Este texto tem por objetivo proceder à análise técnica do dispositivo legal, bem como comparando-o com os ordenamentos jurídicos da Espanha e da Alemanha. Para tanto, serão observadas as peculiaridades de cada regime, evidenciando suas convergências e divergências no trato do crime de espionagem, com especial ênfase na proteção da soberania estatal e da ordem democrática.

Contexto da criação da Lei 14.197/2021

A legislação foi discutida em um momento de crescente preocupação com ataques à democracia e ao Estado semocrático de Direito, e sua aprovação marcou o fim da Lei de Segurança Nacional (Lei nº 7.170/1983), que era considerada obsoleta, pois havia sido promulgada durante o regime militar. O artigo 1º da Lei 14.197/2021 estabelece:

“Esta Lei altera o Decreto-Lei nº 2.848, de 7 de dezembro de 1940 (Código Penal), para revogar a Lei de Segurança Nacional, instituir os crimes contra o Estado Democrático de Direito e incluir, no Código Penal, os crimes de atentado à soberania nacional, de espionagem e de insurreição.”

[Linhas de um conjunto de dados sobre onde aparecem objetos]
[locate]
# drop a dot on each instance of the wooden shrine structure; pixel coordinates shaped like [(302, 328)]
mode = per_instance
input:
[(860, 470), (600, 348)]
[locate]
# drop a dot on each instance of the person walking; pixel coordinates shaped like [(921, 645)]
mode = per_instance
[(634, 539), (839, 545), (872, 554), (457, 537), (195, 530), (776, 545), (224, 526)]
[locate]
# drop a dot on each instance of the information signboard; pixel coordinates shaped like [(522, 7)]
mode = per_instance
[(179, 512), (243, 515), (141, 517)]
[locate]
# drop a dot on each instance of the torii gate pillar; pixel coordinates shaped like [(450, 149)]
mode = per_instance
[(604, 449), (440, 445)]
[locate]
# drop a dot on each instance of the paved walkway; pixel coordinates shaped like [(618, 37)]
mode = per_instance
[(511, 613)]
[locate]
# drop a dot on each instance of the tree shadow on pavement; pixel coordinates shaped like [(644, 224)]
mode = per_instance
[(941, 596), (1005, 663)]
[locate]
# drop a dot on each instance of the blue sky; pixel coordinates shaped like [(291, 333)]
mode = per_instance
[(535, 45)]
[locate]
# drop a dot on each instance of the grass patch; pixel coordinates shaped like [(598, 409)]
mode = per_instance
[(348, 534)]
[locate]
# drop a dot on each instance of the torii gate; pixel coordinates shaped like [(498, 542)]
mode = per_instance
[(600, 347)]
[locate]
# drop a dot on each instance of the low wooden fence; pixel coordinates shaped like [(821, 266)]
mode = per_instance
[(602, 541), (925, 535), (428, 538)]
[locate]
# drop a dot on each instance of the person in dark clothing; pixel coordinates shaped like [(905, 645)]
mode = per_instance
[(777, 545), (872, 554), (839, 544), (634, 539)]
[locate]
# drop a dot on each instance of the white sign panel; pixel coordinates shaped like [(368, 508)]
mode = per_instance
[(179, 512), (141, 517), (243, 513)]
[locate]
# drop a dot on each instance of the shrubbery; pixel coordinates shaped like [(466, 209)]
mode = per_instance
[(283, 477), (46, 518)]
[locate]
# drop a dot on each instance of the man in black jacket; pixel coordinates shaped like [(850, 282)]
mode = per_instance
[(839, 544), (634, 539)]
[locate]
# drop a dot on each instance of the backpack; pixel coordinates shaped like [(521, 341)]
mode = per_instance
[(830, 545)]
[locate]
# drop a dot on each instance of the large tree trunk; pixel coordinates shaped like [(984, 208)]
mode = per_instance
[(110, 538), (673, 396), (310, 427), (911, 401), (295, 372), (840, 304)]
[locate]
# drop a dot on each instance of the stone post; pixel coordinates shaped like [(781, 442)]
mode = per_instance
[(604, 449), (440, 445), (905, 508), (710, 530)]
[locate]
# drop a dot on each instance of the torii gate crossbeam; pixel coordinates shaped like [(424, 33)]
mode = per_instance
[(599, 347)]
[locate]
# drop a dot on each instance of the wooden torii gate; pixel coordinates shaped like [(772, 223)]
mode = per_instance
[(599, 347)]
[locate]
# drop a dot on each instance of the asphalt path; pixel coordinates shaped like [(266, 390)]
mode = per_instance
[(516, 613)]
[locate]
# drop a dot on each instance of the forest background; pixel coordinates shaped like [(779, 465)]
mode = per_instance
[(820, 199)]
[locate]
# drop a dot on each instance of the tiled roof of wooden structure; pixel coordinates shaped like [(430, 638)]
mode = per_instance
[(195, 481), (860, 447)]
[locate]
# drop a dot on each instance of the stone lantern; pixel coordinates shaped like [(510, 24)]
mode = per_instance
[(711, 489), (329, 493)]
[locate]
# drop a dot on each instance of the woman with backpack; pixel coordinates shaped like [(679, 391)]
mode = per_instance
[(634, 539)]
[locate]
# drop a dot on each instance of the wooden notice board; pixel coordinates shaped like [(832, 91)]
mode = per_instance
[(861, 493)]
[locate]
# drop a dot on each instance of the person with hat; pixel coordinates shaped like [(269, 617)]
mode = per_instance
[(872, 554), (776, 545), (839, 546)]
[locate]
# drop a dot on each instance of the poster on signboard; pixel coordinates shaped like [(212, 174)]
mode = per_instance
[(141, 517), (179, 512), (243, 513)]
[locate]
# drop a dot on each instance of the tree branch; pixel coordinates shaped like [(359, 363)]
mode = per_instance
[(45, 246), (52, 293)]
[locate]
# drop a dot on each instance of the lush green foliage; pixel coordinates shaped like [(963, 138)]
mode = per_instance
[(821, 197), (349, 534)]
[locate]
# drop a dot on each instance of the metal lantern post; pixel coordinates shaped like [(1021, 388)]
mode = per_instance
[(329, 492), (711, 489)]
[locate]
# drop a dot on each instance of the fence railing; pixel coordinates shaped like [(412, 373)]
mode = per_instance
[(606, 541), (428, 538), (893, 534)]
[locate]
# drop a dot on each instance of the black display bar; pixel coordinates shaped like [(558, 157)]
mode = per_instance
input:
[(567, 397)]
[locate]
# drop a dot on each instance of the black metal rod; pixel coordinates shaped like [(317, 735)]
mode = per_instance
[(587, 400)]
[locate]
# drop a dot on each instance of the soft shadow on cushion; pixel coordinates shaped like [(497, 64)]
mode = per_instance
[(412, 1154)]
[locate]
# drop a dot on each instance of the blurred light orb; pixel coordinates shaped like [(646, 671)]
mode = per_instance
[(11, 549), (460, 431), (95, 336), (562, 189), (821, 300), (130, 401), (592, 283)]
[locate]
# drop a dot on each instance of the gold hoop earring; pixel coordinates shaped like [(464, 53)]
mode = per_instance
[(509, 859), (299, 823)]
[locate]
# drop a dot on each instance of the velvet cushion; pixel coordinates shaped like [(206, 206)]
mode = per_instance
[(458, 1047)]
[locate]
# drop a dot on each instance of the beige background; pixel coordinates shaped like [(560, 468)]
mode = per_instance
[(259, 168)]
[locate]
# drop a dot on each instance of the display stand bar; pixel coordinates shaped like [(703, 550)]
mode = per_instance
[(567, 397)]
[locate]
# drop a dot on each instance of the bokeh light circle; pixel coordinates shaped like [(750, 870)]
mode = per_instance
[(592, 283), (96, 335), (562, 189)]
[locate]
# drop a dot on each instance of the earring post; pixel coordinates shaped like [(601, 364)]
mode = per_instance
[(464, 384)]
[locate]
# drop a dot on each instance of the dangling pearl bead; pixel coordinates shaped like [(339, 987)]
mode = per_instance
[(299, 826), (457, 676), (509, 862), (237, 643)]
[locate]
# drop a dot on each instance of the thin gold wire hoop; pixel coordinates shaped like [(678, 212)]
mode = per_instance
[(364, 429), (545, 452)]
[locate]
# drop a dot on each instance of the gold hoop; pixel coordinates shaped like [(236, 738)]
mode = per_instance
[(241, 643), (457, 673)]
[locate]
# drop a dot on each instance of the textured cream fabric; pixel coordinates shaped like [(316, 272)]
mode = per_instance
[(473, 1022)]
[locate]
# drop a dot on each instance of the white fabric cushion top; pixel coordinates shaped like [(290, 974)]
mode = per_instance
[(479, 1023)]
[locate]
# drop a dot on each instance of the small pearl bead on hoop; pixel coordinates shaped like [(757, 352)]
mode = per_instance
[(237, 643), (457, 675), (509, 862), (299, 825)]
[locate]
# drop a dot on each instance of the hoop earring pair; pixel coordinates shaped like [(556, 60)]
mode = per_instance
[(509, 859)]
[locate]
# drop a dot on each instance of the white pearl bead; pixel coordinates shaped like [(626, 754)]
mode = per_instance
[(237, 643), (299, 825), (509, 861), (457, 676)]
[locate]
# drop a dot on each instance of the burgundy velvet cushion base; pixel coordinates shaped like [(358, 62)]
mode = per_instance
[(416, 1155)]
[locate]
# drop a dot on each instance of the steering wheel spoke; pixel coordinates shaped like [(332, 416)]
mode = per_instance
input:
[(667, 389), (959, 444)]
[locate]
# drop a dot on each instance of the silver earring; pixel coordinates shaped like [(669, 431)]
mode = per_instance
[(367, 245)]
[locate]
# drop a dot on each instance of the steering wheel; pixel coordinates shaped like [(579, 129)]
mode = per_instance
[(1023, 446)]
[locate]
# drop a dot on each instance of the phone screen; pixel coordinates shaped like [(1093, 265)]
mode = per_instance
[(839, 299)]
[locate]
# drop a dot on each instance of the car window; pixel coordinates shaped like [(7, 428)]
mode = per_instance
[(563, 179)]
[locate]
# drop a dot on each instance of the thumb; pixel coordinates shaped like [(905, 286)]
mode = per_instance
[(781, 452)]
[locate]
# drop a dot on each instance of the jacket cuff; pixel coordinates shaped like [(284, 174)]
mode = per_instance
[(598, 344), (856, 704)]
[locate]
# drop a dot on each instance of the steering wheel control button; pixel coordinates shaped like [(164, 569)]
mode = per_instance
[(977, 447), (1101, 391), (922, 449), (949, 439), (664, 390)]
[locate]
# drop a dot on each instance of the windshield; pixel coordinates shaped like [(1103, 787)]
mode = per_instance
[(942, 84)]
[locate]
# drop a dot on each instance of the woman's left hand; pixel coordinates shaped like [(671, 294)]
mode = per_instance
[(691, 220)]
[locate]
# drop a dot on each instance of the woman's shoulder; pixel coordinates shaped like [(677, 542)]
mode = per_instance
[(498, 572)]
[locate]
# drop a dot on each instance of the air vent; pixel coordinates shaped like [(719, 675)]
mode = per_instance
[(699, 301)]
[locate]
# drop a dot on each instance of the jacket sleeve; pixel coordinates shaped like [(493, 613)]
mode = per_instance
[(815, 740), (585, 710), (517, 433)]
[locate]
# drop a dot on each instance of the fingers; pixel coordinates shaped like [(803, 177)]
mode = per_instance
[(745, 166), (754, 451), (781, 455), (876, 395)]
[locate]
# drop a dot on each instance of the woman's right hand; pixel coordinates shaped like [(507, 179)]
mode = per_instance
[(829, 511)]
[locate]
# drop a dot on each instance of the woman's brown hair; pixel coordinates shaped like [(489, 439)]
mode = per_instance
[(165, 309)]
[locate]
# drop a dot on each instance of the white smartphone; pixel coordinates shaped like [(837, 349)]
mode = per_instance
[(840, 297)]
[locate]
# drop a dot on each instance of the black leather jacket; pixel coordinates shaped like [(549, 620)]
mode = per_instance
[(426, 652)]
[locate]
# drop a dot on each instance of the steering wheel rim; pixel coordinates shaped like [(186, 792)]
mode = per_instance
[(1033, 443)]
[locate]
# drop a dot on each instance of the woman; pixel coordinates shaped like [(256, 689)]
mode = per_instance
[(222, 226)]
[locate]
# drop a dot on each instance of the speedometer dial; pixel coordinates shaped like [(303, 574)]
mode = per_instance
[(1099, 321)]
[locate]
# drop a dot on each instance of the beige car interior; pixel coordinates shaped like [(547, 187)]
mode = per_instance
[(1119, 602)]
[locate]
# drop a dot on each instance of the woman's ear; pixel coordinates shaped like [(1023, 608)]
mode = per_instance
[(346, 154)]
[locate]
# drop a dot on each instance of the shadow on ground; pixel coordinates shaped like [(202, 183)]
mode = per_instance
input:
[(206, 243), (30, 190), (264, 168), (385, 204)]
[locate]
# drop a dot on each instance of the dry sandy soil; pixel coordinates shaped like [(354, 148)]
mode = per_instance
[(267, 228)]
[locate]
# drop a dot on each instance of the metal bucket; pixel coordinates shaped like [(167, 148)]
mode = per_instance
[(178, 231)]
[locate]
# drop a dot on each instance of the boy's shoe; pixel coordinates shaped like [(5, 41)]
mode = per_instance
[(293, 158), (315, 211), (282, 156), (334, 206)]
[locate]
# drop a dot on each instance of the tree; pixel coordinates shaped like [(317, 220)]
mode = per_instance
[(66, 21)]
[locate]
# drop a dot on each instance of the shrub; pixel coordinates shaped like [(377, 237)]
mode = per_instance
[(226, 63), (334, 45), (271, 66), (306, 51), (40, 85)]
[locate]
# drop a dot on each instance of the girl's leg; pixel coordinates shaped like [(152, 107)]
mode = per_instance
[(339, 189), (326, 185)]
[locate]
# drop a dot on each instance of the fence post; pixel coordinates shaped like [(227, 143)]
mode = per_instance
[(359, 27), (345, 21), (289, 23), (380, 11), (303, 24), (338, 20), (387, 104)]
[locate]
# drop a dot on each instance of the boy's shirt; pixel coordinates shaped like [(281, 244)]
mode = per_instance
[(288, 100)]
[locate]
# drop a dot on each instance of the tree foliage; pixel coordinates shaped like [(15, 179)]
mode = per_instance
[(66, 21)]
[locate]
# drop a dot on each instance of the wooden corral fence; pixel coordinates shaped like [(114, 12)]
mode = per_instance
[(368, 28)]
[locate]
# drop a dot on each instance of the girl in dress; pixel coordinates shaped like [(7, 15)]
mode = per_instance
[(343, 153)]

→ Tarefa
Reescreva o trecho sobre a Lei 14.197/2021 começando em "Este texto tem" e terminando em "da ordem democrática.", com "Alemanha" substituído por "França". Os registros não têm relação com o trecho.

→ Resposta
Este texto tem por objetivo proceder à análise técnica do dispositivo legal, bem como comparando-o com os ordenamentos jurídicos da Espanha e da França. Para tanto, serão observadas as peculiaridades de cada regime, evidenciando suas convergências e divergências no trato do crime de espionagem, com especial ênfase na proteção da soberania estatal e da ordem democrática.